What to do: Pictures do not belong in the copy; quote every entry below exactly.

Supplied entries:
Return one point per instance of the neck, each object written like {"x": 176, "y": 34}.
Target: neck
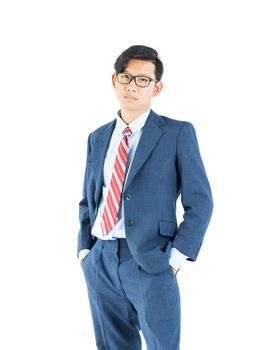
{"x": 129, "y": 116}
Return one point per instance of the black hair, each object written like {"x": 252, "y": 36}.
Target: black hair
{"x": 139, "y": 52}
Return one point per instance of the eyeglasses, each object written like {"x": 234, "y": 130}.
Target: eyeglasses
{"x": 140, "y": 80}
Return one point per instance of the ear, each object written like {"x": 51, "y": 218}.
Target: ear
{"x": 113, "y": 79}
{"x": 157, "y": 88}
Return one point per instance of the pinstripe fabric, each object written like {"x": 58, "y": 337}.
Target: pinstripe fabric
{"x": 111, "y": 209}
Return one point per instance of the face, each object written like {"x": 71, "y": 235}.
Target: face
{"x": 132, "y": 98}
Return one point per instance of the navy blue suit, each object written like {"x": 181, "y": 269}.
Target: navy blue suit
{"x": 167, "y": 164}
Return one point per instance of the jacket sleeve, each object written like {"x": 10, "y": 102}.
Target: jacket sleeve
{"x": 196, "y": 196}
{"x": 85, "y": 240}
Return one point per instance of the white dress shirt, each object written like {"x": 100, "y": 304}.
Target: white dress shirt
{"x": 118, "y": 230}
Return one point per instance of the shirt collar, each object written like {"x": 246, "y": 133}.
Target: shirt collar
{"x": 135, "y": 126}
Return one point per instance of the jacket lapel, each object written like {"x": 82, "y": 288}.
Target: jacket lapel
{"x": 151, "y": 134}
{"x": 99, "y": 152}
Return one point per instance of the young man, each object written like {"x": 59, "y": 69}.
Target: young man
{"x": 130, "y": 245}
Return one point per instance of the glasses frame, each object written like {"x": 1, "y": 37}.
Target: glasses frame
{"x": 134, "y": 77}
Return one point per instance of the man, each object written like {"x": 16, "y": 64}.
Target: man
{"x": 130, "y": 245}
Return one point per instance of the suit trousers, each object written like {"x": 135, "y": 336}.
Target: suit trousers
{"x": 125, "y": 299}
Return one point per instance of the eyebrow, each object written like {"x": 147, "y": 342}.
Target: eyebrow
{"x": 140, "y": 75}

Answer for this exercise:
Return one point per instance of the neck, each object written like {"x": 176, "y": 34}.
Target: neck
{"x": 129, "y": 116}
Return one point per instance of the black hair, each object written like {"x": 252, "y": 36}.
Target: black hair
{"x": 139, "y": 52}
Return one point per instance of the eyeglasses, each object written like {"x": 234, "y": 130}.
Target: eyeglasses
{"x": 140, "y": 80}
Return one point per instance of the ear, each object written like {"x": 51, "y": 218}.
Target: ear
{"x": 113, "y": 79}
{"x": 157, "y": 88}
Return one point per instance of the pinstripe fabric, each object written like {"x": 58, "y": 337}.
Target: pinstripe fabric
{"x": 111, "y": 209}
Return one point per instance of the face, each object written like {"x": 71, "y": 235}.
Target: face
{"x": 132, "y": 98}
Return one point per instance of the navy blue suit, each object written like {"x": 181, "y": 269}.
Target: navy blue suit
{"x": 167, "y": 164}
Return one point per instance of the jacket sleeve, each object written like {"x": 10, "y": 102}.
Target: jacket sleeve
{"x": 196, "y": 196}
{"x": 85, "y": 240}
Return one point per instance of the white dress shirt, each object written like {"x": 100, "y": 304}.
Target: white dress shirt
{"x": 118, "y": 230}
Return one point per instance of the shirt collar, each object written like {"x": 246, "y": 133}.
Target: shirt collar
{"x": 135, "y": 126}
Return one point per instance of the jacket lapel, each object written like {"x": 82, "y": 288}.
Target: jacket lapel
{"x": 151, "y": 134}
{"x": 99, "y": 152}
Return one point per instance of the young man, each object written like {"x": 59, "y": 69}.
Target: young man
{"x": 130, "y": 245}
Return one point per instance of the glasses frame, each object written like {"x": 1, "y": 37}.
Target: glasses frame
{"x": 134, "y": 77}
Return one point per instance of the man, each object written like {"x": 16, "y": 64}.
Target: man
{"x": 130, "y": 245}
Return one point per instance of the suit trousers, each object written like {"x": 135, "y": 336}.
Target: suit trousers
{"x": 125, "y": 299}
Return one point per instance of the eyebrow, each object written like {"x": 147, "y": 342}.
Target: eyebrow
{"x": 140, "y": 75}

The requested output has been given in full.